>> START PAGE TEXT

ANTHONY MARRA-“The Tell-Tale Heart” after “The Tell Tale Heart” by Edgar Allan Poe
This story doesn’t diverge all that much from the original except for the wonderful modern twist on the beating heart.  It’s hard to say more without giving things away but I loved the modernization.

JESS WALTER-“Falling Faintly” after “The Dead” by James Joyce
I didn’t know all that many stories before hand, but I knew this one very well and this is wonderful homage.  It is not in any way rewriting the story–it’s a very different story, but it alludes to the Joyce story and directly mentions it and it is quite clear where the connection between them is.
Michael is a writer.  He is married with kids but has moved temporarily out to New York to write for this new police procedural.  The show is doing well and the female star is quite beautiful.  They bond over cigarettes–she is foreign and smokes like a European, he recently started again.  As stories like this tend to go, Micheal gets the wrong idea about this young, hot actress.  And given that she is not American she misunderstands the subtleties of his behavior (which isn’t very subtle admittedly).  But he wants her to know that his story is a tribute to Joyce’s “The Dead.”  When he talks about the dead she thinks he means real dead people and is pretty freaked out.  This leads to a restraining order and a police intervention–not how he thought his life in New York would go.  What doe sit have to do with “The Dead”?  Well they are standing smoking in the snow as it gently floats to the ground falling through the universe, faintly falling.

>> END PAGE TEXT
>> START ENTRIES PROVIDED

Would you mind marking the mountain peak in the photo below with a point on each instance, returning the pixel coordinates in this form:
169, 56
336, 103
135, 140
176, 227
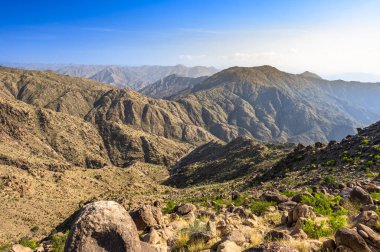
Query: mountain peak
308, 74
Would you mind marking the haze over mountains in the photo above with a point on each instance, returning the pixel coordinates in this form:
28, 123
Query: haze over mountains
63, 135
262, 103
122, 76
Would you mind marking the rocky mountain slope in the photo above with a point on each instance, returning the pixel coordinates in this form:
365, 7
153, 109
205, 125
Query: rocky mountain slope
120, 141
122, 76
170, 86
356, 156
245, 195
216, 162
270, 105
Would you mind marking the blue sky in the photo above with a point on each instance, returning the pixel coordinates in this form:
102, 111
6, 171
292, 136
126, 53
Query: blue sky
328, 37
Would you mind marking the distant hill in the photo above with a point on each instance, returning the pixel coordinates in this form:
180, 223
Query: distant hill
270, 105
171, 85
135, 77
125, 126
262, 103
218, 162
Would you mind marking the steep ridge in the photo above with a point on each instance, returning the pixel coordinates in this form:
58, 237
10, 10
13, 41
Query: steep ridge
135, 77
270, 105
76, 96
170, 86
216, 162
157, 117
33, 137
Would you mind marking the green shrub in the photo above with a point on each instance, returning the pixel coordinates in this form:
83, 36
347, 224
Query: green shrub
331, 163
365, 142
289, 193
170, 205
321, 203
329, 181
58, 244
336, 222
5, 247
28, 242
34, 229
258, 207
375, 196
316, 230
240, 200
347, 159
376, 148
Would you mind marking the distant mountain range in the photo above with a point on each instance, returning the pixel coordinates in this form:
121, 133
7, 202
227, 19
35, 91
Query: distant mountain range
121, 76
262, 103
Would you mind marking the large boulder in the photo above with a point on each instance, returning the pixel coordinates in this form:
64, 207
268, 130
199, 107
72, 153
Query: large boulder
286, 206
329, 245
360, 195
298, 197
349, 238
236, 236
275, 197
103, 226
275, 235
147, 216
300, 211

>> END ENTRIES PROVIDED

§ **TASKS AND EXERCISES**:
1) According to the review, why is the actress freaked out when Michael talks about the dead?
2) Starting with the line in the rows that contains "Would you mind marking the distant mountain" and going on through the last line of the rows, repeat every line, including the requests. Add 138 to each number in the answer coordinates.

§ **EXPECTED RESULTS**:
1) She thinks he means real dead people. She does not realize he is talking about his story's tribute to Joyce's "The Dead."

2)
Would you mind marking the distant mountain range in the photo above with a point on each instance, returning the pixel coordinates in this form:
121, 133
7, 202
227, 19
35, 91
Query: distant mountain range
259, 214
400, 241
Would you mind marking the large boulder in the photo above with a point on each instance, returning the pixel coordinates in this form:
64, 207
268, 130
199, 107
72, 153
Query: large boulder
424, 344
467, 383
498, 333
436, 335
487, 376
374, 374
413, 335
241, 364
413, 373
285, 354
438, 349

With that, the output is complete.